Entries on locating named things
========================

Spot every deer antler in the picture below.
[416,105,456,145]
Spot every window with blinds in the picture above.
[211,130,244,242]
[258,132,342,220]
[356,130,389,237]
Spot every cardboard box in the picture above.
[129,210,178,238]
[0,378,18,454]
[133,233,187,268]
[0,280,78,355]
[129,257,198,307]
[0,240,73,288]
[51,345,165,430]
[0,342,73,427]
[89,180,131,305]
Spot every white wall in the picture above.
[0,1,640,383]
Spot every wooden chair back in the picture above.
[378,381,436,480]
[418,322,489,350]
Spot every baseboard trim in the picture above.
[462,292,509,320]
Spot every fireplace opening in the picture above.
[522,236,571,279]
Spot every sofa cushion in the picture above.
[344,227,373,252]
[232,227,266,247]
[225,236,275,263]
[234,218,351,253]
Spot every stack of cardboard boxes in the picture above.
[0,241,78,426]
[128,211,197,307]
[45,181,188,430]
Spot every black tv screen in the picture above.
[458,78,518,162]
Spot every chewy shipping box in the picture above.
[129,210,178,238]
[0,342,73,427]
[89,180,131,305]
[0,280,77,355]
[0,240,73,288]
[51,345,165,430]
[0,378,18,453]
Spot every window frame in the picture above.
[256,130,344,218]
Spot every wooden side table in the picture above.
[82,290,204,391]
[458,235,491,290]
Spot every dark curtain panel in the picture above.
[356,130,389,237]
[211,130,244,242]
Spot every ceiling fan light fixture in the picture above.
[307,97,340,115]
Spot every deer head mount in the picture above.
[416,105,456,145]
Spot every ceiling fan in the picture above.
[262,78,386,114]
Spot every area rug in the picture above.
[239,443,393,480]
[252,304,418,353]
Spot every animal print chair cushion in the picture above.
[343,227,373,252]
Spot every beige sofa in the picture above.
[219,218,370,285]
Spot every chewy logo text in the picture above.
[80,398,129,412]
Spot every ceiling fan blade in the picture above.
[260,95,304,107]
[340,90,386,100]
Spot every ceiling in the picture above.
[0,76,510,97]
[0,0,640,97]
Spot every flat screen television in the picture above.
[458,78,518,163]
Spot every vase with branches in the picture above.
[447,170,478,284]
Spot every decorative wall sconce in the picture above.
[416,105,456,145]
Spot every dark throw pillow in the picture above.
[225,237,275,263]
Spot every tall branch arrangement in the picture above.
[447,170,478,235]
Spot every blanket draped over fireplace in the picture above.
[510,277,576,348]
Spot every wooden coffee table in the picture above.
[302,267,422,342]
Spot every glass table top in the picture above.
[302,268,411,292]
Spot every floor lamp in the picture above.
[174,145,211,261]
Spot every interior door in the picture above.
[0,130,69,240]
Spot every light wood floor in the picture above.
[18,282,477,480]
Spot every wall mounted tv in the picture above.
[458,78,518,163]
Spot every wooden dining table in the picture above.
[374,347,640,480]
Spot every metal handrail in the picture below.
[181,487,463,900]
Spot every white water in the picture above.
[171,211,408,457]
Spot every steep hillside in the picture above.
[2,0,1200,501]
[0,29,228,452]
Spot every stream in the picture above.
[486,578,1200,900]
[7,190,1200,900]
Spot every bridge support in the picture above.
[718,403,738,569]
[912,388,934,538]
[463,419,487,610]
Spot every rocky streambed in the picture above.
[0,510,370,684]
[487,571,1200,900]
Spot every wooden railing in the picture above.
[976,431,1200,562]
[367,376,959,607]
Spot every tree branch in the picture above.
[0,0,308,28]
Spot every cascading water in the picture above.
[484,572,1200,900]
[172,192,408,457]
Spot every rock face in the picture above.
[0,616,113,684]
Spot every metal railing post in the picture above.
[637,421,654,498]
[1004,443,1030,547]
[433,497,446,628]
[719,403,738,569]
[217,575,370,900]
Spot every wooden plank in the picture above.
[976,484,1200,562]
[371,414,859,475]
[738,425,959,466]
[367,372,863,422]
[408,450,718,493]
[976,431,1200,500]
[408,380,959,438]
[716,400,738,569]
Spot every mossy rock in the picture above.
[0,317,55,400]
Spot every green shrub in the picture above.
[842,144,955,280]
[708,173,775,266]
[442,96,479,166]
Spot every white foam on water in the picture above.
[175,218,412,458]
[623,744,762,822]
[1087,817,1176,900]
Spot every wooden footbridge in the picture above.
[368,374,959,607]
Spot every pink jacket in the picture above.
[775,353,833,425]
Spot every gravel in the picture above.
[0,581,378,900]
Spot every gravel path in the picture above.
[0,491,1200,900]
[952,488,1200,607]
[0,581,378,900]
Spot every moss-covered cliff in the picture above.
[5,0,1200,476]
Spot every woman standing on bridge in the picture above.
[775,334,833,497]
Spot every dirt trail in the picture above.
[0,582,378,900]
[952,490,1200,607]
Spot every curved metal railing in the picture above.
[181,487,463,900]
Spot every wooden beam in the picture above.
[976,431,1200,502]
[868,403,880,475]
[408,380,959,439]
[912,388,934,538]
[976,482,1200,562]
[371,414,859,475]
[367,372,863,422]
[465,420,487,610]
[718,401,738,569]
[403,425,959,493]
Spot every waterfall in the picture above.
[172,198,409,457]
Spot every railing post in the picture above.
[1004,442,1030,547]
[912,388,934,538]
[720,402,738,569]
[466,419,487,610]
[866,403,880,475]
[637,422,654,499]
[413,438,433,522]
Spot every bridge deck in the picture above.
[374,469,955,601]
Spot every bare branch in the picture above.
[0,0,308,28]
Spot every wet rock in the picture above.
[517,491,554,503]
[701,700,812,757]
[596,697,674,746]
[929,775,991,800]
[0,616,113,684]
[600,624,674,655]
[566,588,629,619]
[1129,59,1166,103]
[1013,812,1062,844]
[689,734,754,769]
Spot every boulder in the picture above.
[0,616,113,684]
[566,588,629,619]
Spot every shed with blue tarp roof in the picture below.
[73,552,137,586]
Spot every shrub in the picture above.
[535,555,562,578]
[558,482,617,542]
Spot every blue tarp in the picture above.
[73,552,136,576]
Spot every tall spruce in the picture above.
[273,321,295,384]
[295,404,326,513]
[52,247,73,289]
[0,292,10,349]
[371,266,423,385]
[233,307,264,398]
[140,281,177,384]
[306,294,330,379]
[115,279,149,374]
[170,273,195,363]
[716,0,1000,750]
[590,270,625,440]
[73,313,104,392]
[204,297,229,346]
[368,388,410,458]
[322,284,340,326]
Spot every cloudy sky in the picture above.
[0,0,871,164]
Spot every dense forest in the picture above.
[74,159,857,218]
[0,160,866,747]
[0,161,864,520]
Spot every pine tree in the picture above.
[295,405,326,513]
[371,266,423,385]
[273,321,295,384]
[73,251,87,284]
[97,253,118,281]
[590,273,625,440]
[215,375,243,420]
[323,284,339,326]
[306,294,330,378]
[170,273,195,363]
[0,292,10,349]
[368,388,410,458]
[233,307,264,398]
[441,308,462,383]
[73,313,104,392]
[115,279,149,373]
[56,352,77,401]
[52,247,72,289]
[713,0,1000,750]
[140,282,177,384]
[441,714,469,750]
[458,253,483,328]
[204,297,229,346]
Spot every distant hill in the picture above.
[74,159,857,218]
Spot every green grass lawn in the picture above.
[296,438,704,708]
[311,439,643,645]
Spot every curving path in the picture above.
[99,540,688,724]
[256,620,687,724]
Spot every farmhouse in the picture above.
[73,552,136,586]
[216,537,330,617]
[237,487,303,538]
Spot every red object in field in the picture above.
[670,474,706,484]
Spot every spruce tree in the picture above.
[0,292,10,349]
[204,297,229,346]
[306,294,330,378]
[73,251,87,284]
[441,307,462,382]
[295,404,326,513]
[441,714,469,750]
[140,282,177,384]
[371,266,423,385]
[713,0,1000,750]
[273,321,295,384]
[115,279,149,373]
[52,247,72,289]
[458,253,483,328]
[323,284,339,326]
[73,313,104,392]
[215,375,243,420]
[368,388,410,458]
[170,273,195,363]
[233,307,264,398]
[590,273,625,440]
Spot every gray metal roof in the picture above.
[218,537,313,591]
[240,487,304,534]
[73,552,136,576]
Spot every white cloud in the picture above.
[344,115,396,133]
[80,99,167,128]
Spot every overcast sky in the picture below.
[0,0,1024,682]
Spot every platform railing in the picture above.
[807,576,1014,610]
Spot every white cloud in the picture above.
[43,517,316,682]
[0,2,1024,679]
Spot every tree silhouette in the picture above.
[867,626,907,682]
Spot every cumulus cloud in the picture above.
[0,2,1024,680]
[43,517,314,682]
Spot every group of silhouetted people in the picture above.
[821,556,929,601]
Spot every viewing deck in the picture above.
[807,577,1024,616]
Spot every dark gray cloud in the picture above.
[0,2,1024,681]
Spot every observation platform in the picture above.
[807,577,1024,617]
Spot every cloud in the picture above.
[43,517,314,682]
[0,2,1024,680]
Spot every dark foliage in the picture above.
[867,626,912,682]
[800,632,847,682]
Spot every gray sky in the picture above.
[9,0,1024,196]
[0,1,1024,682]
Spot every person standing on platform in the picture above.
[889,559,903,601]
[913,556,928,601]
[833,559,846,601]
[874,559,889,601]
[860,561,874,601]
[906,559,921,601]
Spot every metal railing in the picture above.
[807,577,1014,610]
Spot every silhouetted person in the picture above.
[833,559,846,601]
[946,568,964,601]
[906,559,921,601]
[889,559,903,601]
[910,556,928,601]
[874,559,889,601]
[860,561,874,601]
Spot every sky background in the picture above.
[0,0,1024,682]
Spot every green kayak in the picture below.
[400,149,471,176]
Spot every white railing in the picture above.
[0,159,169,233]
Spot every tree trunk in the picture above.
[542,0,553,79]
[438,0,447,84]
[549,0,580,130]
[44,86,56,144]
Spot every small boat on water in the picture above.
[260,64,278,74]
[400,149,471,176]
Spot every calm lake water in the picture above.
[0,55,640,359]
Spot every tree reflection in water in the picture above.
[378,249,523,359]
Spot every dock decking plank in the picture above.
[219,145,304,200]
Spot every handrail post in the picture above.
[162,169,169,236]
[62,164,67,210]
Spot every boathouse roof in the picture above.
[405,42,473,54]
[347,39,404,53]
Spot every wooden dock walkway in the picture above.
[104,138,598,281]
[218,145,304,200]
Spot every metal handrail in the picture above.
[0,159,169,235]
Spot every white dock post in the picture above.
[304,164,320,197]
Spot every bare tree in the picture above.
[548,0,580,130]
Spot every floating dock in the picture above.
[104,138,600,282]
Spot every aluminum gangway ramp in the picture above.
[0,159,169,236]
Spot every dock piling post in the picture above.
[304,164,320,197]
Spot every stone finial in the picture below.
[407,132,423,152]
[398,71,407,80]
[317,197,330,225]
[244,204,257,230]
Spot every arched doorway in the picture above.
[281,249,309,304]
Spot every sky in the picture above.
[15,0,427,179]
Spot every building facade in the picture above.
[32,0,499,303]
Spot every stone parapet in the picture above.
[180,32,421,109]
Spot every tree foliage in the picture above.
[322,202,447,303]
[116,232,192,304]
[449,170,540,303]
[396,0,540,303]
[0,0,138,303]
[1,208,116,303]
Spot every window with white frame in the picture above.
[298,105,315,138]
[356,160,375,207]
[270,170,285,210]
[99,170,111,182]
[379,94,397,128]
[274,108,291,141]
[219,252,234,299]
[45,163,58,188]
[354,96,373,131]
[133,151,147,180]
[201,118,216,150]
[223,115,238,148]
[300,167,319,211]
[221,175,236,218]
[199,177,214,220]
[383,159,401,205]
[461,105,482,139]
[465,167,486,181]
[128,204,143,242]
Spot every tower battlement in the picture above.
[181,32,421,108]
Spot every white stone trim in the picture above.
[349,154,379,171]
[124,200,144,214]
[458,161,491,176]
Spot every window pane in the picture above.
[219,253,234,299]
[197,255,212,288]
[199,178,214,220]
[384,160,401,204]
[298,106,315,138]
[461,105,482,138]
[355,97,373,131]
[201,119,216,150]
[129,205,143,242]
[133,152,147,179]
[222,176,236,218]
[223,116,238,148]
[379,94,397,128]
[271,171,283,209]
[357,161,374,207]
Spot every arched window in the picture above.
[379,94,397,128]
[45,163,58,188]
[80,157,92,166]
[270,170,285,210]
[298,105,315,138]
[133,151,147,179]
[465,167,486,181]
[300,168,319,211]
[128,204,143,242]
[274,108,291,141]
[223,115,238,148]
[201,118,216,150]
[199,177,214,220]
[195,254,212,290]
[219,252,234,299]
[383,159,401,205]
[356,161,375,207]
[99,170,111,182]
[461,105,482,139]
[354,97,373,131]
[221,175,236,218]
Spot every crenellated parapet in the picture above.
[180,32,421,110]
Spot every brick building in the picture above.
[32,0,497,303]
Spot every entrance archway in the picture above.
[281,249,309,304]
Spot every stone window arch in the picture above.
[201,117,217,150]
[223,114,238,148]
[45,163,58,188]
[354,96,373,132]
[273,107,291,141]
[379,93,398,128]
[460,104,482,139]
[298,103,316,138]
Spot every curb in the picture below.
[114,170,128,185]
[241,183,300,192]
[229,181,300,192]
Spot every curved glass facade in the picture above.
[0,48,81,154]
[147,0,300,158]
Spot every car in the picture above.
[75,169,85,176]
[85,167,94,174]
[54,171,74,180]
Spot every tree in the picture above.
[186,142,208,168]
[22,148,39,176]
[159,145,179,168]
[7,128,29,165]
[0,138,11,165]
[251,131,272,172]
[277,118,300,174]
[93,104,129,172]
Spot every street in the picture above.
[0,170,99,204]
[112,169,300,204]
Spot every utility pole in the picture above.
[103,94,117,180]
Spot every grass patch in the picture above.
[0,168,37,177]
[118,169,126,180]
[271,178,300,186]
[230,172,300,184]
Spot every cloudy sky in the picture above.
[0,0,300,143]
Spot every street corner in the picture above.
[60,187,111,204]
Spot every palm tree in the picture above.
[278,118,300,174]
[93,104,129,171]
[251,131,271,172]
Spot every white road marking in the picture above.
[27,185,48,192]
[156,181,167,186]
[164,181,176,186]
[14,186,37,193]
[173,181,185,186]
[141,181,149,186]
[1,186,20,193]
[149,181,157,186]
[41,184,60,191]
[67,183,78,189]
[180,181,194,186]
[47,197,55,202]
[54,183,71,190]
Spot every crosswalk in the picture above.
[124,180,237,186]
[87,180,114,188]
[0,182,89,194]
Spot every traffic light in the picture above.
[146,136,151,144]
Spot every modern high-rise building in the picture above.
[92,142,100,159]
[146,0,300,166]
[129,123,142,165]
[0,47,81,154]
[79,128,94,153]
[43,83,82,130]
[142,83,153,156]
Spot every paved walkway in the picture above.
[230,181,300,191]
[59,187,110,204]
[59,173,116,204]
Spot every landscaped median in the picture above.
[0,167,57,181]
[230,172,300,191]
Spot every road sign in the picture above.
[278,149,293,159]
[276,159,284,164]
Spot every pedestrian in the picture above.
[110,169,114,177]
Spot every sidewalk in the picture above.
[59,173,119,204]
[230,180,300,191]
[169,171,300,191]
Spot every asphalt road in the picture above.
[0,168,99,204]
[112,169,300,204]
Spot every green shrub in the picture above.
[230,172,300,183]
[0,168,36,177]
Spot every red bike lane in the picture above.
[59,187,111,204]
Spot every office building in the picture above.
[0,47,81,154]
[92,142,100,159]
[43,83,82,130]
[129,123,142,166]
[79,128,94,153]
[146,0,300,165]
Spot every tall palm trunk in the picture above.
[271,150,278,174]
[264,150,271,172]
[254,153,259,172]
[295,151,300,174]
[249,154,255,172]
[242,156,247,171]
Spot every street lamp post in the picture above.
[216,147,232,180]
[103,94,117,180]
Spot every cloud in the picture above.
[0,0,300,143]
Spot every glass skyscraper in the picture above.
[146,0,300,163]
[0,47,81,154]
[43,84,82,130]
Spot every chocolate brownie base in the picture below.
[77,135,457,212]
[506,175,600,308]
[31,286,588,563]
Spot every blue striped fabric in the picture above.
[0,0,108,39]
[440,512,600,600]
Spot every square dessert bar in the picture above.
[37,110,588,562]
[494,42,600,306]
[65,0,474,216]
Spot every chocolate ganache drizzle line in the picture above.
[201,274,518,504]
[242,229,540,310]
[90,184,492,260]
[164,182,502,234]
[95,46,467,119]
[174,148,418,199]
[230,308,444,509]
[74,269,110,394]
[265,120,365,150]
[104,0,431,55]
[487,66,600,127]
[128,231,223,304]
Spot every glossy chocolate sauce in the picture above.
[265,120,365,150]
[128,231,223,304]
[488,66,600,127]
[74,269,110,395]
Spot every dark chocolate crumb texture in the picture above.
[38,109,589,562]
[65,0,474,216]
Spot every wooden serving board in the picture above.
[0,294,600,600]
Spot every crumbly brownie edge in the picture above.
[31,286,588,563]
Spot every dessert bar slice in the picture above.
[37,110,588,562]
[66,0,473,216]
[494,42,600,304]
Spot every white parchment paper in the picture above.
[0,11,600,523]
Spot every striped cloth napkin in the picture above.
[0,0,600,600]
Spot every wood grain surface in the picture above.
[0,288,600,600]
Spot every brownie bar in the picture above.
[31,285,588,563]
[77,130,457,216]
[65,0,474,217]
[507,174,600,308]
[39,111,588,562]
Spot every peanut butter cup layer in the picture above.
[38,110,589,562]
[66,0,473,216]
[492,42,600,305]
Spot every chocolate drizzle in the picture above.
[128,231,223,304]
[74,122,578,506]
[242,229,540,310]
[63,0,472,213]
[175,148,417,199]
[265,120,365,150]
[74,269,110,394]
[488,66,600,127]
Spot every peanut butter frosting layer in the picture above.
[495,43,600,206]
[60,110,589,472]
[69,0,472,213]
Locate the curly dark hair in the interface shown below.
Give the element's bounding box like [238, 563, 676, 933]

========================

Written instruction
Return each line of the data above that contains the string "person". Case matters.

Output
Spot every person standing on platform in the picture above.
Spot every silhouetted person in the picture above.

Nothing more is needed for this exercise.